### SUPPLIED TEXT
[START]

Being a tog who now shoots exclusively monochrome, these issues are automatically avoided, not that it stops me making other stupid mistakes :banghead:
 
Yes it will give a quite severe cast which will not easily be removed. I have not done it myself, but I used to work part time in a mini lab and the filtration needed to correct a similar error was almost at the end of the scale and even then it wasn't right. The yellow light that passed through the lens after being reflected off various different coloured parts of the subject being photographed, some reflected less yellow than others that gave a problem called 'crossed curves'. These were more like criss-crossed curves. The nearest example I can think of is if you use colour neg film with a yellow filter and photograph daffodils with a blue, or green, or red background the flowers will be (almost) OK, Red is not too bad, but the others will be well off the mark. Try to correct it and the colour shifts at the other end of the spectrum.

On another score I have deliberately used a 8x red filter on the front of a Nikon Digital SLR. The resulting images are of course red, but when converted to B&W using Photoshop the resulting IR effect is quite outstanding. Better than PS's own black and white, IR converter
 
It's certainly possible to make a mistake with colour film by inadvertently using a filter, but with black and white the reverse is possible. I have a photograph of a rusting metal barge on a riverbank, with wonderful cross hatched shadows. Ruined because by not using a filter the reddish barge merged with the river behind, meaning the outlines were blurred.
 
I've never tried it, but given that colours aren't pure, and yellow is a mixture of two of the primary colours, it might be possible to salvage something in Photoshop. I know that even a blue cap isn't a pure black even in the red channel in Photoshop. One way of looking at it is that the exposure was made in a very warm artificial light...

[END]

### GOAL A
Quote the filter discussion from "It's certainly possible" to "outlines were blurred.".
### GOAL B
Write what comes next in the discussion of colour filters on film, picking up after its final sentence.

### MATERIAL PROVIDED
[START]

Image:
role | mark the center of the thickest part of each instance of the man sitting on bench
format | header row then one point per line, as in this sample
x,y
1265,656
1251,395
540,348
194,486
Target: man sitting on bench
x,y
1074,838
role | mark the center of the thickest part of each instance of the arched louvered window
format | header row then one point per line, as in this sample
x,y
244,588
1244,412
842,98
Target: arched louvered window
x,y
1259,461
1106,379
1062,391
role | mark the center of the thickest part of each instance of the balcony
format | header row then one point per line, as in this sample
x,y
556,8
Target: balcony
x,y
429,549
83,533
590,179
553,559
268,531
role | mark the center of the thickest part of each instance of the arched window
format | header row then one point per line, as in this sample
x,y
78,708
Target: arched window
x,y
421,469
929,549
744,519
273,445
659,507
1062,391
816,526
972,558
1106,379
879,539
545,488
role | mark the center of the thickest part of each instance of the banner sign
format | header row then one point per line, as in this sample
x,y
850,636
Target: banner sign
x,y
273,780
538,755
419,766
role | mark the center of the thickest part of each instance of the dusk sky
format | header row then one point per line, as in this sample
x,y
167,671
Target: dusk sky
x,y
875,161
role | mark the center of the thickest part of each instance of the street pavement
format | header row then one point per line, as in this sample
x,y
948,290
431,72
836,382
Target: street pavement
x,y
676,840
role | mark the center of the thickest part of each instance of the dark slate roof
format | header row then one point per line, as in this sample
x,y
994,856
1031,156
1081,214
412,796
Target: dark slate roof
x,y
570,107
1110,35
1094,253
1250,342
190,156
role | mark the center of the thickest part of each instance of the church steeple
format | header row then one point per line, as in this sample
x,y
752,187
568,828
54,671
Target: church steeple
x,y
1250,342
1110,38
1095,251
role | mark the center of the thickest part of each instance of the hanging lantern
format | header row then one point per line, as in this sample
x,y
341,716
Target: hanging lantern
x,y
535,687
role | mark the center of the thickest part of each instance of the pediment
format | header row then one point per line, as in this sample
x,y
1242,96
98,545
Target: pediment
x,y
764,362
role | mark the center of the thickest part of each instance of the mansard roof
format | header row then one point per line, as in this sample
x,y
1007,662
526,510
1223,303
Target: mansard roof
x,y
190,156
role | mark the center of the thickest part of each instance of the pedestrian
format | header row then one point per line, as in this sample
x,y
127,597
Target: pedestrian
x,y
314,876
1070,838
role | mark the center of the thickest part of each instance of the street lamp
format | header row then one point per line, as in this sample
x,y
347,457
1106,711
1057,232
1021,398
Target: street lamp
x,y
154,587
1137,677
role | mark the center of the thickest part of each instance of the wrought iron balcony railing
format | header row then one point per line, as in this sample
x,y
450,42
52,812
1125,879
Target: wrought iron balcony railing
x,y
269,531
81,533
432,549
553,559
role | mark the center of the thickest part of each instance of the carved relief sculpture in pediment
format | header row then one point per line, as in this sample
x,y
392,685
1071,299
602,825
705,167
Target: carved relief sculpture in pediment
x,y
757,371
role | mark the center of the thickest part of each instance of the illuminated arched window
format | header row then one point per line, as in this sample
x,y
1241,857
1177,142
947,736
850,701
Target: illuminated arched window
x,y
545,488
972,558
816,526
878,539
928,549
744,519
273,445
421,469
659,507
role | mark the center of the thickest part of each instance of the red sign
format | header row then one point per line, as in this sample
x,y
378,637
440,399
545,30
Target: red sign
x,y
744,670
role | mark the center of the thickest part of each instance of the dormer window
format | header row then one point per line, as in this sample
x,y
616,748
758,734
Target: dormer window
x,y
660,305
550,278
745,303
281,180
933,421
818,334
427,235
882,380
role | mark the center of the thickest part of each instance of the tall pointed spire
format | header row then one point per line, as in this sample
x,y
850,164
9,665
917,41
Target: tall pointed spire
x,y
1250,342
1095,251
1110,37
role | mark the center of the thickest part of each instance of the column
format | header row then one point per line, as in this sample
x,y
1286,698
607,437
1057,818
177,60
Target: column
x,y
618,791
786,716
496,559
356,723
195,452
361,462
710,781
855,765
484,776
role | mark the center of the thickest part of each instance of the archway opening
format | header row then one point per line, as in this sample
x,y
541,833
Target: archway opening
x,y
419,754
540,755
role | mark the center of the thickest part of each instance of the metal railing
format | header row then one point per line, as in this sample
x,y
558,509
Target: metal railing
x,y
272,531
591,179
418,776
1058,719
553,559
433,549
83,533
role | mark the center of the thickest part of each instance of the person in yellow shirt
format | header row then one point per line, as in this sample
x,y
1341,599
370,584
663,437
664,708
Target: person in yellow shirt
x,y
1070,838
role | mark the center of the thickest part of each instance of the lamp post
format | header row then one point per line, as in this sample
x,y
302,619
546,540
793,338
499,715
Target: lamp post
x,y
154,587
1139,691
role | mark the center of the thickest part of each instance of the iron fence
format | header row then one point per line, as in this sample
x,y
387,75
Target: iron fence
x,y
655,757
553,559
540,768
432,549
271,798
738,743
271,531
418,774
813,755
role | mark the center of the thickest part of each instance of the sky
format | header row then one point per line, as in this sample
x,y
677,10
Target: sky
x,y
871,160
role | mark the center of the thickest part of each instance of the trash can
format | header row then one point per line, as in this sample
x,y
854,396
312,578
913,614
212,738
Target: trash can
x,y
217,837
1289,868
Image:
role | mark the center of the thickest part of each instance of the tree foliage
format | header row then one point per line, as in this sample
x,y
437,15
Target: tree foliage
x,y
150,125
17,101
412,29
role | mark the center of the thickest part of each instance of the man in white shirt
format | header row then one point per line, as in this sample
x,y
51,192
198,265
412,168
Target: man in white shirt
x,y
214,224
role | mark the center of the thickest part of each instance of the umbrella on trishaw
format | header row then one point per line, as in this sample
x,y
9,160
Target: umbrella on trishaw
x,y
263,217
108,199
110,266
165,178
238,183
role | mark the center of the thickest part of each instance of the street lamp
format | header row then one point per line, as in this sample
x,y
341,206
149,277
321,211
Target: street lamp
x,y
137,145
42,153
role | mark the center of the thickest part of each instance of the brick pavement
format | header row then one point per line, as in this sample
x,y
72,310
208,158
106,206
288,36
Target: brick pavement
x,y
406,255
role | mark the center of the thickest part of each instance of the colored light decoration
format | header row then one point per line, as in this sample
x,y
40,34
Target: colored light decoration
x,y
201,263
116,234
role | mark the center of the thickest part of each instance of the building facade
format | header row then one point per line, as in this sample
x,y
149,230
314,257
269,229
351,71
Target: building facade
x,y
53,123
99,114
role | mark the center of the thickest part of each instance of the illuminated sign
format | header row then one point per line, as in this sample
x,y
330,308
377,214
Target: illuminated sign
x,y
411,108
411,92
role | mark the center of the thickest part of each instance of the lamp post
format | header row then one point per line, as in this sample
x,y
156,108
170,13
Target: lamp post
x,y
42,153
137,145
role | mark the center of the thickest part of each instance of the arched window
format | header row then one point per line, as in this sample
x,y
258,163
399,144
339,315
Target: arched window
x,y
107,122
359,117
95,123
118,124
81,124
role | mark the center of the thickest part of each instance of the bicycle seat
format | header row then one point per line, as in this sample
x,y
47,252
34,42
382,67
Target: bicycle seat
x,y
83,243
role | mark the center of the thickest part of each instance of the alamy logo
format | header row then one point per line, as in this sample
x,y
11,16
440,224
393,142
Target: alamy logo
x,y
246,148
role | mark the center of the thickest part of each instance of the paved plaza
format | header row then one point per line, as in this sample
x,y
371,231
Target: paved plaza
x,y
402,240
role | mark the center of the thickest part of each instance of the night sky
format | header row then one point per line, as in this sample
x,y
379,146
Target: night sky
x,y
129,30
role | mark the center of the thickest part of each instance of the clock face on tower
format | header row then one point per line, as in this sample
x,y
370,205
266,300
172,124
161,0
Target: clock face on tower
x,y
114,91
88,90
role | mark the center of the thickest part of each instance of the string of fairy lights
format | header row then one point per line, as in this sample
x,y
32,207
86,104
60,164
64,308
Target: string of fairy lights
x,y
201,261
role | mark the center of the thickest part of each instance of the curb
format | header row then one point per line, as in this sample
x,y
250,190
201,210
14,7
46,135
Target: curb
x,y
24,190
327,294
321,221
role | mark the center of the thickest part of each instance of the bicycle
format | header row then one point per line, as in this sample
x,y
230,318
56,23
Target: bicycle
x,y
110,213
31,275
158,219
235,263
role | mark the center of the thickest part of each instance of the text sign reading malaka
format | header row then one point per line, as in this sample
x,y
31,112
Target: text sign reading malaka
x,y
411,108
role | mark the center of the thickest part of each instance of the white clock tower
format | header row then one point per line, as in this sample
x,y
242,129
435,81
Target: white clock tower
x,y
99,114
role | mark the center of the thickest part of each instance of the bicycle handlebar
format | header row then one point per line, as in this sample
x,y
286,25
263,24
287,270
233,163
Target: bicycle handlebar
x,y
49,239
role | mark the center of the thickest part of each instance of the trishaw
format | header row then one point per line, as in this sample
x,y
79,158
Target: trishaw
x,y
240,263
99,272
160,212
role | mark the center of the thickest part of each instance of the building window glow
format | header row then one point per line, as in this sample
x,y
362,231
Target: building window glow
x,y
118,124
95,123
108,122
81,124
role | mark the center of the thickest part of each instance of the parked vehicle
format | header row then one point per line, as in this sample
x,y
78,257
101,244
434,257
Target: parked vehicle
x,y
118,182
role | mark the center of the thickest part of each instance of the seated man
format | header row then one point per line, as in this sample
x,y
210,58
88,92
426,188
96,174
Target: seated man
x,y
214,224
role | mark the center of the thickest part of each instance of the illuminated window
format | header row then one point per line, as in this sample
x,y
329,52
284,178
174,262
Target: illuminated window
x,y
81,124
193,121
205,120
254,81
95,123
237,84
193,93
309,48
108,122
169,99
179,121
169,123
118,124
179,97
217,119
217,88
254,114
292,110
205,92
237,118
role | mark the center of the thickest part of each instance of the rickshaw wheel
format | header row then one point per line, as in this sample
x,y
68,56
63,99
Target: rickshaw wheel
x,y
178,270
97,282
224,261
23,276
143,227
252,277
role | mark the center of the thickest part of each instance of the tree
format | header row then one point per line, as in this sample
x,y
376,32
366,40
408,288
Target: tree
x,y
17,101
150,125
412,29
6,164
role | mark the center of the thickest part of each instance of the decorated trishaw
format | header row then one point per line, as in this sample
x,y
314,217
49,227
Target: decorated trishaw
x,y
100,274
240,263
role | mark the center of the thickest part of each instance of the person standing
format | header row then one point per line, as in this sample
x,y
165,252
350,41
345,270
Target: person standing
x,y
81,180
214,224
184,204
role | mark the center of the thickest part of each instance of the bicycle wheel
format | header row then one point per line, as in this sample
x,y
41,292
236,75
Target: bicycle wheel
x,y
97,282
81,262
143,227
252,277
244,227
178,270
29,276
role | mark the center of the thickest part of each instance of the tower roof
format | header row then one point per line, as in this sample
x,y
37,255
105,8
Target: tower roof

[END]

### EXPECTED ANSWER A
It's certainly possible to make a mistake with colour film by inadvertently using a filter, but with black and white the reverse is possible. I have a photograph of a rusting metal barge on a riverbank, with wonderful cross hatched shadows. Ruined because by not using a filter the reddish barge merged with the river behind, meaning the outlines were blurred.

### EXPECTED ANSWER B
The idea of primary colours is very much to do with how the human eye works rather than 'pure' colours.
In the case of filters most yellow filters are long pass designs that just blocking shorter wavelengths (generally UV, violet & blue).
One of the most common yellow/orange light sources is MUCH closer to being pure colour than most other common light sources. Low pressure sodium lights (still fairly common in street lights) give nearly all their light in two very close wavelengths known as the sodium D lines at 588.9950 and 589.5924 nanometers. The first of these is responsible for around 70% of the total light output.
Primary colour lights can be mixed in the right proportion to give the same visual appearance to normal humans (they will probably look quite different to people with 'colour blindness', or many other animals that can see colour).

Used with colour film most yellow filters will effectively block blue, making blue shades considerably darker, but also removing the blue from white light.
If a purple is produced by a mixture of blue light & red light it will make the colour look much more red (blocking all the blue & hardly any of the red), but if the purple a more monochromatic source (perhaps 400-450nm) it will block it entirely.

Warming filters share some similarities to long pass filters but tend to have much more gradual transitions.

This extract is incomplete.